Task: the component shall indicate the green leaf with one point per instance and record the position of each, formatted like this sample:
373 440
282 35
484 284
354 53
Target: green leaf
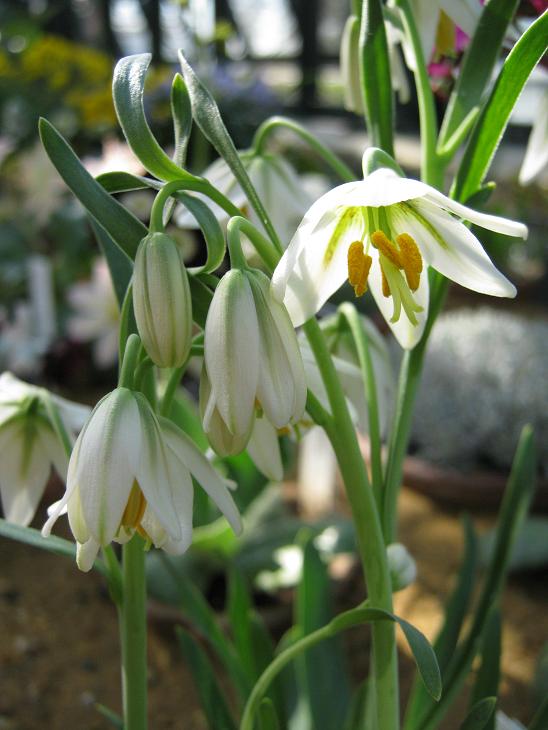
480 714
124 229
119 264
239 613
127 92
488 675
181 110
478 64
514 508
51 544
496 112
376 77
323 665
198 611
208 117
215 240
113 717
268 719
212 700
455 612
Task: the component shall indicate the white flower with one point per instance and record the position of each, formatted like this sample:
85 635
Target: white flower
377 232
252 361
29 447
277 184
129 472
162 301
97 315
536 154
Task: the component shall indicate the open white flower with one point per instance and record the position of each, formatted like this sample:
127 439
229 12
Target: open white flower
379 232
277 185
252 361
129 472
29 447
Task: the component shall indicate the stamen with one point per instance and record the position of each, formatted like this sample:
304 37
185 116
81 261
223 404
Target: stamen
380 240
135 508
411 259
359 265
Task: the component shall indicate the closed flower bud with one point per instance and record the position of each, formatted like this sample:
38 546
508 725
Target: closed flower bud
161 300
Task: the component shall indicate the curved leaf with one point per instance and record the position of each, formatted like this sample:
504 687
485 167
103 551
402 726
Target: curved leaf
494 116
123 227
127 91
479 62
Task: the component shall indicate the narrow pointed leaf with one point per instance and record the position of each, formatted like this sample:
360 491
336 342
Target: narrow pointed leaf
127 91
207 116
496 112
375 76
52 544
119 264
479 62
212 699
455 612
513 511
480 714
123 227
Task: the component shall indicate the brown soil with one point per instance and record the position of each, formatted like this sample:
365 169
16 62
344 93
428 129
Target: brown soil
59 641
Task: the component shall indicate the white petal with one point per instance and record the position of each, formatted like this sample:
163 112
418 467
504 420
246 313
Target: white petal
153 473
231 351
460 257
105 467
264 449
206 476
405 333
485 220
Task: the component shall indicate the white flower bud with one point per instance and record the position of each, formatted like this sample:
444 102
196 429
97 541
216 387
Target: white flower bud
402 566
162 301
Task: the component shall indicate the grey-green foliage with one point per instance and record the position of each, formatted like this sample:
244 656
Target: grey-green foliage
484 378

....................

▶ Given task: Please rename "the component" to "the annotator" throughout the whole listing above and give it again with everything else unchanged. Leave the picture out of your answer.

▶ Correct response:
Task: the annotator shall indicate the green leaf with one point per instance and record the position of each, formatted like this sample:
373 440
282 35
484 284
354 53
Target: green leaf
480 714
124 229
119 264
239 613
127 92
488 675
181 110
478 64
514 508
51 544
496 112
376 77
323 665
198 611
208 117
215 240
113 717
268 719
212 700
455 612
Task: the annotator shall indicate the white flower with one point per instance and record the position of each, formatted like this sample:
85 635
Target: white flower
377 232
252 361
29 447
277 184
129 472
162 301
97 315
536 154
Task: the annotator shall indicate the open white flower with one point per instance and record the position of each, formatted like this sample:
127 439
229 12
Target: open white flower
379 232
277 185
252 361
129 472
29 447
Task: the annotator shall indicate the stamen with one point per instance and record the position of each, formatted like this sample:
304 37
185 116
81 261
223 404
Target: stamen
380 240
135 508
411 259
359 265
Task: the annotator shall indicate the closed flower bud with one point per instance and record the position of each, formatted like this sample:
38 546
508 725
Target: closed flower bud
161 300
Task: the annotator shall indicate the curved leaf with one point per instance and record the position of each, formatted like this sample:
504 687
485 167
103 551
402 726
Target: curved leaf
494 116
123 227
127 91
479 62
Task: the annotator shall indicate the narrow pointed leaf with one point per instance and record the position of each, formatted like this sample:
360 491
336 342
Target: narrow pointed leaf
127 91
207 116
496 112
375 76
52 544
119 264
479 62
212 699
455 612
513 511
480 714
123 227
Task: the annotator shall indicate the brown soil with one point per instance and record the position of each, formatted like this sample:
365 169
16 62
344 93
428 129
Target: brown soil
59 641
Task: the annotator shall indicate the white petal with one point per instance and record the position of each, formatted like this sample:
163 112
418 467
504 420
246 313
Target: white petal
153 473
231 351
460 257
105 467
264 449
206 476
405 333
485 220
Task: the annotator shall indicate the white flower bud with one point per instance and record the position of each, formatted like this sample:
444 102
196 429
97 541
216 387
Target: white flower bud
402 566
162 301
Task: the annotator shall indicate the grey-green foliage with one point per instance and record the position of each, formatted like this sample:
244 656
Target: grey-green foliage
484 378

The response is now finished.